» Exercise objective
Each entry is to be output as written, so that none is missing.

» Material provided
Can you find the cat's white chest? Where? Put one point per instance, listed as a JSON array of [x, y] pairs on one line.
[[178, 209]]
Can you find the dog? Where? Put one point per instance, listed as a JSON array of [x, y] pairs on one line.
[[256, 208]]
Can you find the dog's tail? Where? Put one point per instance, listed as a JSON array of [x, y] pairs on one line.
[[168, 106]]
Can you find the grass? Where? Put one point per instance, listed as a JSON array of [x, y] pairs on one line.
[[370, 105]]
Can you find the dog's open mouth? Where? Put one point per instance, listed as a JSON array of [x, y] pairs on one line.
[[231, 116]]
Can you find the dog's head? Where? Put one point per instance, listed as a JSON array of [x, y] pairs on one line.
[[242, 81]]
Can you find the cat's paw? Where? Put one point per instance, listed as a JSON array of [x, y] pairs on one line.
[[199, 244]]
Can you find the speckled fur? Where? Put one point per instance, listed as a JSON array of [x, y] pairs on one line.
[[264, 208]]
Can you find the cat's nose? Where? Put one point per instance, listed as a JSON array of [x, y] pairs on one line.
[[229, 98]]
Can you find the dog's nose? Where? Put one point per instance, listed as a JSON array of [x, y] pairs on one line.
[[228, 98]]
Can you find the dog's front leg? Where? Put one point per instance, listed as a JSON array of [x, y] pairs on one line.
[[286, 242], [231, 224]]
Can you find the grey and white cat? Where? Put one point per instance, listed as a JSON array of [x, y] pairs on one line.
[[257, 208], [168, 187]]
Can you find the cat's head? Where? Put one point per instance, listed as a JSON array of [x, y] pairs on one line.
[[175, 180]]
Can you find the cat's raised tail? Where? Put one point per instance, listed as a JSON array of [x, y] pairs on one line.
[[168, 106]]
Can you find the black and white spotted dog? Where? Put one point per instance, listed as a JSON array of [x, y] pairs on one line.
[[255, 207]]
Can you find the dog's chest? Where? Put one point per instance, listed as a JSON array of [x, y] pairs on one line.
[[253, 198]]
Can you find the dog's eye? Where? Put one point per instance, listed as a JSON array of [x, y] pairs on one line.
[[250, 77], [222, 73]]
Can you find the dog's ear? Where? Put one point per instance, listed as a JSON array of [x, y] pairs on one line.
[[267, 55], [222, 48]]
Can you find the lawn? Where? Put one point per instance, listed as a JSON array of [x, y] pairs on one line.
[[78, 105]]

» Task solution
Can you find the cat's white chest? Where? Put one point per instance, listed as a JSON array of [x, y] pairs on one line.
[[178, 209]]
Can you find the dog? Where? Put one point per instance, listed as a JSON array of [x, y] pairs on one line.
[[256, 208]]
Can you find the dog's tail? Where? Put one point per instance, listed as a JSON array of [x, y] pairs on one line.
[[168, 106]]
Can you find the grass? Where? Put one point per instance, listed as a JSON array of [x, y] pairs on one line.
[[370, 105]]
Can you find the dog's open mouth? Where? Put one point per instance, listed as a JSON array of [x, y] pairs on one line.
[[231, 116]]
Can you find the dog's head? Where? Put one point per instance, listed as a JSON array of [x, y] pairs on one line.
[[242, 81]]
Can you find the cat's paw? Where? Put one point per instance, listed as a JSON array of [x, y] pairs on one line.
[[199, 244]]
Can you find the speckled fur? Where? Put one point per instance, listed as a JSON array of [x, y] pairs on one line.
[[264, 208]]
Can you find the cat's nose? Where? Put one point per instance, listed as a JSON array of [x, y] pairs on one line.
[[229, 98]]
Can you find the dog's nose? Where? Put one point per instance, listed as a JSON array of [x, y] pairs on one line.
[[228, 98]]
Can you find the dog's front leg? Where? Put one point per instance, listed as a JSON array of [x, y] pairs on one line.
[[286, 242], [231, 224]]
Can you find the grey and white cat? Where? Put one point per instance, listed as a JSON array of [x, y] pairs on one line.
[[257, 208], [168, 187]]
Can you find the cat's head? Where? Put one point per instance, listed as a JSON array of [x, y] pairs on one line.
[[175, 180]]
Can you find the cat's raised tail? Where? Put one point per instance, listed as a JSON array of [x, y] pairs on one line.
[[168, 106]]
Can you find the black and white spotted dog? Where? Put one point per instance, listed as a JSON array of [x, y] pairs on one line.
[[255, 207]]
Can you find the dog's chest? Where? Put one point per instance, listed as a JSON array of [x, y] pairs on one line.
[[253, 198]]
Can you find the dog's eye? Where? Put one point per instance, listed as a JSON array of [x, y] pairs on one line.
[[250, 77], [222, 73]]
Can you find the dog's ear? Where? Put one point per instance, listed as a JSON array of [x, y] pairs on one line.
[[267, 55], [222, 48]]
Can you find the lawn? Where? Put one point per instance, listed as a JSON array of [x, y] pairs on one line.
[[78, 105]]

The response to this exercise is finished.